* [Brief]
What you give back must match the records below exactly, apart from the pictures, which are omitted.

** Opening Study material block **

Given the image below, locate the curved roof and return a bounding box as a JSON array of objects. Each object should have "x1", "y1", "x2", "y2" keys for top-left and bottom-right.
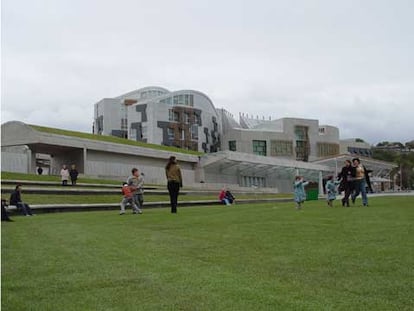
[
  {"x1": 115, "y1": 86, "x2": 170, "y2": 100},
  {"x1": 134, "y1": 89, "x2": 217, "y2": 113}
]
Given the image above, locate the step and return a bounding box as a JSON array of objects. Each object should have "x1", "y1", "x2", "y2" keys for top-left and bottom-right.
[{"x1": 6, "y1": 198, "x2": 292, "y2": 214}]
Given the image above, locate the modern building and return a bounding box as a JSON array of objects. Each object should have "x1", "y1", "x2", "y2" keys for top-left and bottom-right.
[
  {"x1": 219, "y1": 112, "x2": 340, "y2": 162},
  {"x1": 1, "y1": 121, "x2": 334, "y2": 193},
  {"x1": 93, "y1": 86, "x2": 221, "y2": 153},
  {"x1": 339, "y1": 138, "x2": 372, "y2": 157},
  {"x1": 93, "y1": 86, "x2": 349, "y2": 161}
]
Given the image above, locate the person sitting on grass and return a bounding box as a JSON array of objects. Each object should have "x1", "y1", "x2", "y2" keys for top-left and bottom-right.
[
  {"x1": 119, "y1": 183, "x2": 141, "y2": 215},
  {"x1": 225, "y1": 189, "x2": 235, "y2": 204},
  {"x1": 219, "y1": 187, "x2": 231, "y2": 205},
  {"x1": 325, "y1": 175, "x2": 340, "y2": 207},
  {"x1": 293, "y1": 176, "x2": 309, "y2": 210},
  {"x1": 9, "y1": 184, "x2": 34, "y2": 216}
]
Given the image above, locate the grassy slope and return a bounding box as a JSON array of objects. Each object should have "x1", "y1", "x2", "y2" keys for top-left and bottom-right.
[
  {"x1": 1, "y1": 172, "x2": 121, "y2": 185},
  {"x1": 2, "y1": 197, "x2": 413, "y2": 310},
  {"x1": 30, "y1": 124, "x2": 202, "y2": 156}
]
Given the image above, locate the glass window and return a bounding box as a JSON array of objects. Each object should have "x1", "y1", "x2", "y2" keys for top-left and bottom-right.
[
  {"x1": 317, "y1": 143, "x2": 339, "y2": 157},
  {"x1": 141, "y1": 125, "x2": 147, "y2": 139},
  {"x1": 252, "y1": 140, "x2": 267, "y2": 156},
  {"x1": 167, "y1": 128, "x2": 174, "y2": 140},
  {"x1": 229, "y1": 140, "x2": 236, "y2": 151},
  {"x1": 270, "y1": 140, "x2": 293, "y2": 156},
  {"x1": 295, "y1": 126, "x2": 307, "y2": 140},
  {"x1": 168, "y1": 110, "x2": 174, "y2": 121},
  {"x1": 184, "y1": 112, "x2": 190, "y2": 123},
  {"x1": 191, "y1": 124, "x2": 198, "y2": 140},
  {"x1": 174, "y1": 111, "x2": 180, "y2": 122}
]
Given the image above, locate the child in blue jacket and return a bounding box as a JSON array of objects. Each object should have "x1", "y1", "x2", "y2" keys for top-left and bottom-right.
[{"x1": 293, "y1": 176, "x2": 309, "y2": 210}]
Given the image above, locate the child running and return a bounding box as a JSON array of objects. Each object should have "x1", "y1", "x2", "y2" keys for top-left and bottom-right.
[
  {"x1": 293, "y1": 176, "x2": 309, "y2": 210},
  {"x1": 325, "y1": 176, "x2": 340, "y2": 207},
  {"x1": 119, "y1": 183, "x2": 140, "y2": 215}
]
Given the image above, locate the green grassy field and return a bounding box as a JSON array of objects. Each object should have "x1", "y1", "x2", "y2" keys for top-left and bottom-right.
[{"x1": 2, "y1": 197, "x2": 413, "y2": 310}]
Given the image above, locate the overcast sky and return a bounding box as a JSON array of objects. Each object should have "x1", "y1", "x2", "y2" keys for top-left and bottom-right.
[{"x1": 2, "y1": 0, "x2": 413, "y2": 145}]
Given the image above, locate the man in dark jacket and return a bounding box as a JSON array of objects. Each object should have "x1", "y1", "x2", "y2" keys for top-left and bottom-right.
[{"x1": 9, "y1": 184, "x2": 34, "y2": 216}]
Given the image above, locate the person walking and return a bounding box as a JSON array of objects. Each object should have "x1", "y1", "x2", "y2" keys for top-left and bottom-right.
[
  {"x1": 69, "y1": 164, "x2": 79, "y2": 186},
  {"x1": 126, "y1": 168, "x2": 144, "y2": 214},
  {"x1": 351, "y1": 158, "x2": 369, "y2": 206},
  {"x1": 337, "y1": 160, "x2": 355, "y2": 207},
  {"x1": 165, "y1": 156, "x2": 182, "y2": 213},
  {"x1": 60, "y1": 165, "x2": 69, "y2": 186}
]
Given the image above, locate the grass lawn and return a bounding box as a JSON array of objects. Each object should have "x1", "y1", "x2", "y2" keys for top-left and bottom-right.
[{"x1": 2, "y1": 196, "x2": 413, "y2": 310}]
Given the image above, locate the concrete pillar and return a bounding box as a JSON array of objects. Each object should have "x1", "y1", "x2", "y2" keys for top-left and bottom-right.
[
  {"x1": 83, "y1": 148, "x2": 88, "y2": 175},
  {"x1": 319, "y1": 171, "x2": 324, "y2": 195},
  {"x1": 30, "y1": 151, "x2": 36, "y2": 174}
]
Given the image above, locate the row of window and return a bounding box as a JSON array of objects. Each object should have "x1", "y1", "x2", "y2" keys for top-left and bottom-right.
[
  {"x1": 140, "y1": 90, "x2": 166, "y2": 99},
  {"x1": 229, "y1": 140, "x2": 339, "y2": 158},
  {"x1": 167, "y1": 125, "x2": 199, "y2": 141},
  {"x1": 160, "y1": 94, "x2": 194, "y2": 107},
  {"x1": 168, "y1": 109, "x2": 201, "y2": 124}
]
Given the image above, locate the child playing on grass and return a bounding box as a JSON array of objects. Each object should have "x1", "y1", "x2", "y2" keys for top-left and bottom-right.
[
  {"x1": 119, "y1": 183, "x2": 141, "y2": 215},
  {"x1": 293, "y1": 176, "x2": 309, "y2": 210},
  {"x1": 325, "y1": 176, "x2": 340, "y2": 207}
]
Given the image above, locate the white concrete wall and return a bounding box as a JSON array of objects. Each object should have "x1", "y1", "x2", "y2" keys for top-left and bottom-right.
[
  {"x1": 1, "y1": 146, "x2": 31, "y2": 173},
  {"x1": 85, "y1": 150, "x2": 196, "y2": 185}
]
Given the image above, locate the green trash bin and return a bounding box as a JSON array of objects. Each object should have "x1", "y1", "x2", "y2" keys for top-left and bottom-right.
[
  {"x1": 306, "y1": 189, "x2": 319, "y2": 201},
  {"x1": 305, "y1": 182, "x2": 319, "y2": 200}
]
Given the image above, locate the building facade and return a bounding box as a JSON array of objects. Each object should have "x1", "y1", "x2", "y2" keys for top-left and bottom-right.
[
  {"x1": 94, "y1": 85, "x2": 373, "y2": 161},
  {"x1": 219, "y1": 113, "x2": 340, "y2": 162},
  {"x1": 93, "y1": 86, "x2": 220, "y2": 153}
]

** Closing Study material block **

* [Task result]
Given the image below, locate the curved roof and return a bounding box as a JSON array of objects. Each object should have "x1", "y1", "x2", "y2" keys for top-left and bottom-right.
[
  {"x1": 115, "y1": 86, "x2": 170, "y2": 100},
  {"x1": 134, "y1": 89, "x2": 217, "y2": 113}
]
Given the image above, locate the step and return a bounding box as a JSON array of objects. Each object should have "x1", "y1", "x2", "y2" keys for top-left and bottom-right.
[{"x1": 6, "y1": 198, "x2": 292, "y2": 214}]
Given the image above, locate the modern building and return a bounding box as a JSON array of objects. Each object should have "x1", "y1", "x2", "y2" keys for top-left and bottom-right.
[
  {"x1": 219, "y1": 112, "x2": 340, "y2": 162},
  {"x1": 1, "y1": 121, "x2": 334, "y2": 193},
  {"x1": 93, "y1": 86, "x2": 221, "y2": 153},
  {"x1": 339, "y1": 138, "x2": 372, "y2": 157},
  {"x1": 93, "y1": 86, "x2": 349, "y2": 161}
]
Given the image above, locate the person sitting on grass and return a bounding box as a JSON array of objects. Each object should have "x1", "y1", "x2", "y2" keys for top-left and bottom-right.
[
  {"x1": 119, "y1": 183, "x2": 141, "y2": 215},
  {"x1": 225, "y1": 189, "x2": 235, "y2": 204},
  {"x1": 219, "y1": 187, "x2": 231, "y2": 205},
  {"x1": 325, "y1": 175, "x2": 340, "y2": 207},
  {"x1": 293, "y1": 176, "x2": 309, "y2": 210},
  {"x1": 9, "y1": 184, "x2": 34, "y2": 216}
]
Given the image above, locate the grassy slope and return a bounding box as a JSON array of objects. Each object should have "x1", "y1", "x2", "y2" keys for top-left and bottom-right.
[
  {"x1": 1, "y1": 172, "x2": 121, "y2": 185},
  {"x1": 2, "y1": 197, "x2": 413, "y2": 310},
  {"x1": 30, "y1": 124, "x2": 202, "y2": 156}
]
Given the image above, locate the glass window and return a bounding box as a JSON array of objects. Each object should have "x1", "y1", "x2", "y2" keys for top-left and bottom-right.
[
  {"x1": 317, "y1": 143, "x2": 339, "y2": 157},
  {"x1": 141, "y1": 125, "x2": 147, "y2": 139},
  {"x1": 252, "y1": 140, "x2": 267, "y2": 156},
  {"x1": 167, "y1": 128, "x2": 174, "y2": 140},
  {"x1": 229, "y1": 140, "x2": 236, "y2": 151},
  {"x1": 270, "y1": 140, "x2": 293, "y2": 156},
  {"x1": 295, "y1": 126, "x2": 307, "y2": 140},
  {"x1": 168, "y1": 110, "x2": 174, "y2": 121},
  {"x1": 184, "y1": 112, "x2": 190, "y2": 123},
  {"x1": 191, "y1": 124, "x2": 198, "y2": 140},
  {"x1": 174, "y1": 111, "x2": 180, "y2": 122}
]
Given the image above, locate the child in blue jacket and return a bounding box as a JSON array of objects. Each object should have "x1", "y1", "x2", "y2" keys for top-left and bottom-right.
[{"x1": 293, "y1": 176, "x2": 309, "y2": 210}]
Given the image above, locate the child running and return a bounding box as a JSON array of objects. Each object should have "x1", "y1", "x2", "y2" keys for top-left and bottom-right.
[
  {"x1": 293, "y1": 176, "x2": 309, "y2": 210},
  {"x1": 325, "y1": 176, "x2": 340, "y2": 207},
  {"x1": 119, "y1": 183, "x2": 140, "y2": 215}
]
Given the image above, locate the green grassy field and return a bounding box as a JSON array of objects. Each object should have "x1", "y1", "x2", "y2" keys for top-left and bottom-right.
[{"x1": 2, "y1": 197, "x2": 413, "y2": 310}]
Given the image above, locate the overcast sky and return a bounding box as a JSON array of objects. Each object should have "x1", "y1", "x2", "y2" keys for top-left and bottom-right.
[{"x1": 2, "y1": 0, "x2": 413, "y2": 145}]
Given the image above, locate the man in dark jacket and return a bounding box as a JSON array of objects. Each object should have "x1", "y1", "x2", "y2" keys for top-left and bottom-right.
[{"x1": 9, "y1": 184, "x2": 34, "y2": 216}]
Given the image above, locate the person walking and return a bounding box as a JSON array of objects. Each object should have "x1", "y1", "x2", "y2" keys for top-left and bottom-right.
[
  {"x1": 69, "y1": 164, "x2": 79, "y2": 186},
  {"x1": 126, "y1": 168, "x2": 144, "y2": 214},
  {"x1": 351, "y1": 158, "x2": 369, "y2": 206},
  {"x1": 337, "y1": 160, "x2": 355, "y2": 207},
  {"x1": 165, "y1": 156, "x2": 182, "y2": 213},
  {"x1": 60, "y1": 165, "x2": 69, "y2": 186}
]
Given the image above, locate the grass lawn and return a bounding box as a JSON array of objects. Each object should have "x1", "y1", "x2", "y2" keys for top-left and bottom-right.
[{"x1": 2, "y1": 196, "x2": 413, "y2": 310}]
Given the image above, locate the concrete pillar and return a bounding box as a JSON array of objects. Each object should have "x1", "y1", "x2", "y2" keys for top-left and bottom-right.
[
  {"x1": 83, "y1": 148, "x2": 88, "y2": 175},
  {"x1": 319, "y1": 171, "x2": 324, "y2": 195},
  {"x1": 30, "y1": 151, "x2": 36, "y2": 174}
]
Given the image above, locate the row of window and return a bounding box as a JSON array of objects. Each object should have "x1", "y1", "x2", "y2" keys for top-left and bottom-right.
[
  {"x1": 140, "y1": 90, "x2": 166, "y2": 99},
  {"x1": 229, "y1": 140, "x2": 339, "y2": 158},
  {"x1": 167, "y1": 125, "x2": 199, "y2": 141},
  {"x1": 160, "y1": 94, "x2": 194, "y2": 107},
  {"x1": 168, "y1": 109, "x2": 201, "y2": 124}
]
Given the image above, locate the child playing on grass and return a bounding box as a JSON array of objects. Each object should have "x1", "y1", "x2", "y2" keys for top-left and bottom-right.
[
  {"x1": 119, "y1": 183, "x2": 141, "y2": 215},
  {"x1": 293, "y1": 176, "x2": 309, "y2": 210},
  {"x1": 325, "y1": 176, "x2": 340, "y2": 207}
]
Given the image above, locate the white concrete wall and return a bounding box as a JSON array of objects. Each object should have "x1", "y1", "x2", "y2" keys for top-left and bottom-right.
[
  {"x1": 1, "y1": 146, "x2": 31, "y2": 173},
  {"x1": 85, "y1": 150, "x2": 196, "y2": 185}
]
Given the image above, locate the green trash bin and return a bounding box as a JSON array of objects. Each object should have "x1", "y1", "x2", "y2" keys for top-left and bottom-right.
[
  {"x1": 306, "y1": 189, "x2": 319, "y2": 201},
  {"x1": 305, "y1": 182, "x2": 319, "y2": 200}
]
Given the image above, locate the building facade and return a bounding box as a JSON array of objects. Each object should have "x1", "y1", "x2", "y2" keys for top-left and bottom-right.
[
  {"x1": 94, "y1": 85, "x2": 373, "y2": 161},
  {"x1": 219, "y1": 113, "x2": 340, "y2": 162},
  {"x1": 93, "y1": 86, "x2": 220, "y2": 153}
]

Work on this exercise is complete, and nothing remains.